▶ [SUPPLIED PASSAGE]

+ + + + +

However, like every other major life choice, the decision to rent vs. buy property deserves careful consideration. So we asked personal finance experts to help us navigate the often intimidating process. Keep reading for everything you need to consider and all the tough but necessary questions to ask when deciding between being a homeowner or a renter.
Focus on What You Want
You may have heard the common warnings that renting is wasting money, or that owning a home is the only way to build wealth. However, these arguments are conditional, and it’s important to cut through the noise to determine what you value most in your life. If you’re considering whether to rent or buy your next home, Marsha Barnes, a certified financial social worker, recommends getting a notepad and writing down some big questions. Do I want to move states in the near future? Do I plan on extending my family? Do I want to work remotely or in person? “Some of these may not be answers that you have readily available, but it’s definitely important for us to consider these little soundbites or voices that we hear [about renting versus buying] in the context of what this means for our lifestyle as individuals,” Barnes says. In other words, ignore what others say you “should” be doing and focus on what you want. “There is no one-size-fits-all approach to where you live and how you pay for it,” says Andy Taylor, vice president and general manager of Home & New Ventures at Credit Karma.

+ + + + +

Position identification items
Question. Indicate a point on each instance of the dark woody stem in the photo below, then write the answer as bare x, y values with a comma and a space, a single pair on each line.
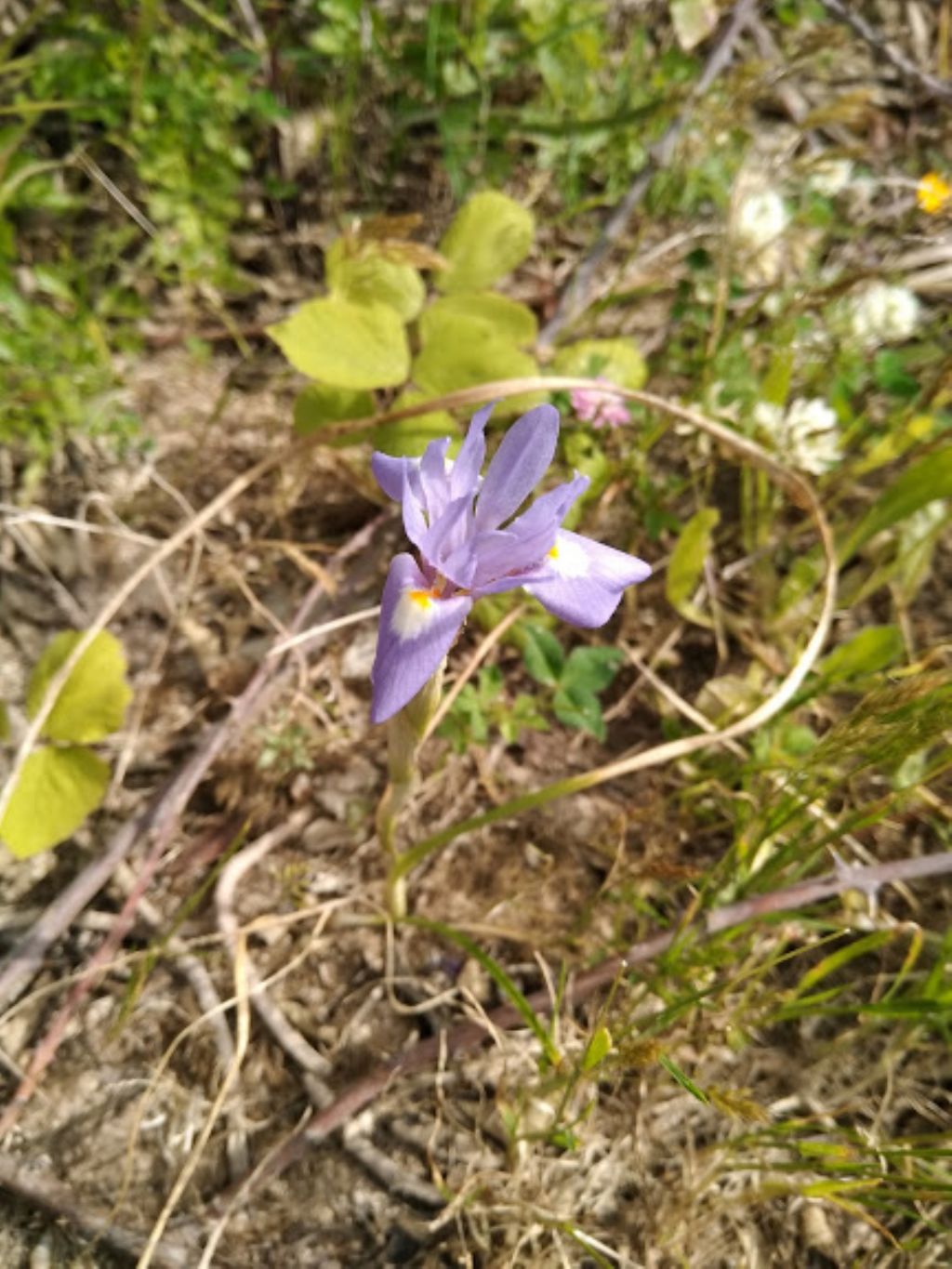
405, 734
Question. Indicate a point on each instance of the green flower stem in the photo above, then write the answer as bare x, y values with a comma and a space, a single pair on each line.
405, 735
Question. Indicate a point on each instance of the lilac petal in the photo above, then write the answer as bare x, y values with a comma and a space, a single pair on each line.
414, 519
587, 579
416, 629
552, 505
504, 553
434, 479
448, 546
465, 473
389, 472
517, 466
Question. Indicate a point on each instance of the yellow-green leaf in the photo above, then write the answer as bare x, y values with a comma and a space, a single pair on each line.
93, 701
320, 403
364, 277
694, 20
504, 319
920, 483
871, 650
346, 344
55, 793
410, 437
615, 359
471, 357
597, 1050
487, 237
688, 559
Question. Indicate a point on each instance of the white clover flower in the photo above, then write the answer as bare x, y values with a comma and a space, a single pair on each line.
760, 218
830, 177
806, 434
883, 313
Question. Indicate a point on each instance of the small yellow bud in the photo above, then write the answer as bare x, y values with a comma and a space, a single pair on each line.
932, 193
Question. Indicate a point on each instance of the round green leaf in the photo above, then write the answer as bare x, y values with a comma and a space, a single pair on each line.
55, 793
365, 278
350, 345
469, 357
93, 699
487, 237
320, 403
504, 319
410, 437
615, 359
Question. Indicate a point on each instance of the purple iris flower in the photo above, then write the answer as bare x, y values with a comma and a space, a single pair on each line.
472, 543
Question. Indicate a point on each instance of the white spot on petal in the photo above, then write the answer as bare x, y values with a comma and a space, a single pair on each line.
567, 559
413, 613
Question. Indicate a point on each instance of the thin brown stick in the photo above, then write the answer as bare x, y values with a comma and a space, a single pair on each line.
162, 817
51, 1196
886, 51
575, 295
471, 1035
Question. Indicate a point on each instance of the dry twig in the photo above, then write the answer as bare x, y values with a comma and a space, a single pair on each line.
471, 1035
575, 295
935, 86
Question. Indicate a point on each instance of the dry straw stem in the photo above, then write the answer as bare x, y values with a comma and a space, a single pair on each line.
243, 1031
499, 389
162, 815
575, 296
471, 667
471, 1035
932, 84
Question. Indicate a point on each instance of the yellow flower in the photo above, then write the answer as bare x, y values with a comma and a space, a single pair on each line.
932, 193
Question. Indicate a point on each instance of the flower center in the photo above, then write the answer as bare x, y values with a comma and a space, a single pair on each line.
413, 612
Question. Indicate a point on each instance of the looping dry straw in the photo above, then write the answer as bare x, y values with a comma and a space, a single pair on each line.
794, 485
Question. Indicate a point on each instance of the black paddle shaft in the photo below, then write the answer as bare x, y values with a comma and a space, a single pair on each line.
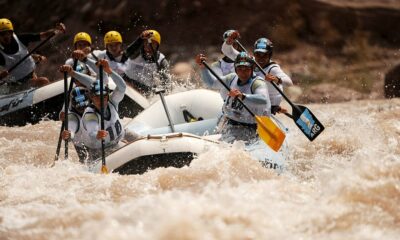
103, 156
301, 115
273, 84
226, 86
63, 123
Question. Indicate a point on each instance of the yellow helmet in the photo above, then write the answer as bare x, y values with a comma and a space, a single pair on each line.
5, 25
156, 36
82, 36
112, 36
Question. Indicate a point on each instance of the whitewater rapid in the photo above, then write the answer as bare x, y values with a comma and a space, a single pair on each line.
344, 185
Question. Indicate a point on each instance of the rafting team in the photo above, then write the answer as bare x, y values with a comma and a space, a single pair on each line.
142, 66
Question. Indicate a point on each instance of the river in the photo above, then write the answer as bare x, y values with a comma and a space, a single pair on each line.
343, 185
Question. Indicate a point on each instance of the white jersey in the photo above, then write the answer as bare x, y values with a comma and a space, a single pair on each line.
23, 69
116, 64
274, 69
234, 110
75, 126
223, 68
81, 67
91, 124
144, 72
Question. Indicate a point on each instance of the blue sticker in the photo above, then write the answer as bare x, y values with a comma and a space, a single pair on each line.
306, 122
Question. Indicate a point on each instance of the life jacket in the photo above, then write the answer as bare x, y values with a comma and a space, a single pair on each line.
115, 65
112, 124
274, 95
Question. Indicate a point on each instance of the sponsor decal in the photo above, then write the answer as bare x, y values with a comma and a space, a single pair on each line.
11, 103
307, 123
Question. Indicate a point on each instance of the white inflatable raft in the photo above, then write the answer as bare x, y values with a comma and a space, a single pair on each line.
159, 147
32, 105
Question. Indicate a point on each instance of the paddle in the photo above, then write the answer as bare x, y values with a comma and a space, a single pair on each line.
63, 123
29, 54
66, 96
271, 134
161, 91
103, 155
305, 120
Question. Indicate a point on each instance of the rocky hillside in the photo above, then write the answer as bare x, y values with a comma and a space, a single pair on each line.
350, 43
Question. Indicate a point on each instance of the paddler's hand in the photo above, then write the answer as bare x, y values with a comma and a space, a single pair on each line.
282, 110
102, 134
79, 54
272, 78
236, 93
199, 60
39, 58
66, 135
3, 74
105, 64
232, 37
66, 68
60, 28
147, 34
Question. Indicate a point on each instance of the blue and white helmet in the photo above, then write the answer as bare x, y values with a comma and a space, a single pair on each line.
263, 45
226, 34
95, 88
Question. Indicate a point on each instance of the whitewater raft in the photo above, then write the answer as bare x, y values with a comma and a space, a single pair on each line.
194, 115
33, 105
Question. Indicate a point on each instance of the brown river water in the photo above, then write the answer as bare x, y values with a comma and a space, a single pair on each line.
344, 185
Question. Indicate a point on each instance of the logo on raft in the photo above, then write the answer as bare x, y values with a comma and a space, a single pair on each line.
17, 101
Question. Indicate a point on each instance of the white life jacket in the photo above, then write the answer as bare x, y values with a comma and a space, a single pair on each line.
144, 72
112, 125
23, 69
234, 110
226, 67
274, 95
117, 65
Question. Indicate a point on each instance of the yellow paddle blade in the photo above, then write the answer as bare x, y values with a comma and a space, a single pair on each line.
271, 134
104, 169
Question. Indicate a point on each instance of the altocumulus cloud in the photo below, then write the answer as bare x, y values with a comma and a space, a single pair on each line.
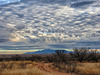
50, 23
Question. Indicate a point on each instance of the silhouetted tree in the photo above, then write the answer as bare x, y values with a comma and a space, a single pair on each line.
80, 54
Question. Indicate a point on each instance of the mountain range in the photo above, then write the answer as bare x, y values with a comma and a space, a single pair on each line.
45, 51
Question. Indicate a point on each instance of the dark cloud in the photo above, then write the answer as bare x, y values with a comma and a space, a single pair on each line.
3, 40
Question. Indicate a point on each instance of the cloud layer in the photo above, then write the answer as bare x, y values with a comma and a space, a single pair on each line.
51, 24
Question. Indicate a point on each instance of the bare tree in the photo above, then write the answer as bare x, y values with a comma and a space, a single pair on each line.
80, 53
94, 55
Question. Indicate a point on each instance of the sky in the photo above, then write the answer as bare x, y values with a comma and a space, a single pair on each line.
42, 24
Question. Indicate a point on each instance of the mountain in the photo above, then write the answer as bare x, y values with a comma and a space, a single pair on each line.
45, 51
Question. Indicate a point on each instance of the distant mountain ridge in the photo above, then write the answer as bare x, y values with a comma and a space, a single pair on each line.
45, 51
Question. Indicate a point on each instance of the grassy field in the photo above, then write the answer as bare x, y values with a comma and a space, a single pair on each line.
20, 68
29, 68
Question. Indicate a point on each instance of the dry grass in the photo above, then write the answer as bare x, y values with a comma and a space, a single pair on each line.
20, 68
33, 71
88, 69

+ + + + +

▶ [DIRECTIVE] Reproduce the part of the passage on renting versus buying a home from "However, like every" to "or a renter.", word for word.

▶ [SOLUTION]
However, like every other major life choice, the decision to rent vs. buy property deserves careful consideration. So we asked personal finance experts to help us navigate the often intimidating process. Keep reading for everything you need to consider and all the tough but necessary questions to ask when deciding between being a homeowner or a renter.